> [THE TASK]
Wherever the string "brown" appears in a line of the listing below, report that line.

> [DATA]
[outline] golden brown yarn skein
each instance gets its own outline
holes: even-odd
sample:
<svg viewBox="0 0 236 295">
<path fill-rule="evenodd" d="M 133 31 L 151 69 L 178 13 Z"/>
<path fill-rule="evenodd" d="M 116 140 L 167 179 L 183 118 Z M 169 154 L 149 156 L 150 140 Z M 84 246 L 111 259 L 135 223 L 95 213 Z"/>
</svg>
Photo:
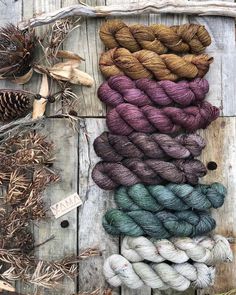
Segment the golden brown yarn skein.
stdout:
<svg viewBox="0 0 236 295">
<path fill-rule="evenodd" d="M 102 53 L 99 66 L 106 78 L 127 75 L 134 80 L 155 78 L 176 81 L 203 77 L 212 62 L 213 57 L 207 54 L 158 55 L 145 49 L 131 53 L 125 48 L 114 48 Z"/>
<path fill-rule="evenodd" d="M 198 24 L 127 26 L 115 19 L 104 22 L 99 34 L 107 48 L 124 47 L 130 52 L 147 49 L 158 54 L 168 51 L 201 53 L 211 44 L 209 33 Z"/>
</svg>

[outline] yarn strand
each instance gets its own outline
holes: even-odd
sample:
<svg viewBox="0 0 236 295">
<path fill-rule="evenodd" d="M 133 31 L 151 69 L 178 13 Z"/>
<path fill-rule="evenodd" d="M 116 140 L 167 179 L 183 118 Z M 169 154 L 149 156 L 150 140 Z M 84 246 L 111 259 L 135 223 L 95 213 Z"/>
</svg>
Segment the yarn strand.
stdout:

> [WRITTEN RESPONSE]
[outline] golden brown yarn skein
Segment the golden brown yarn skein.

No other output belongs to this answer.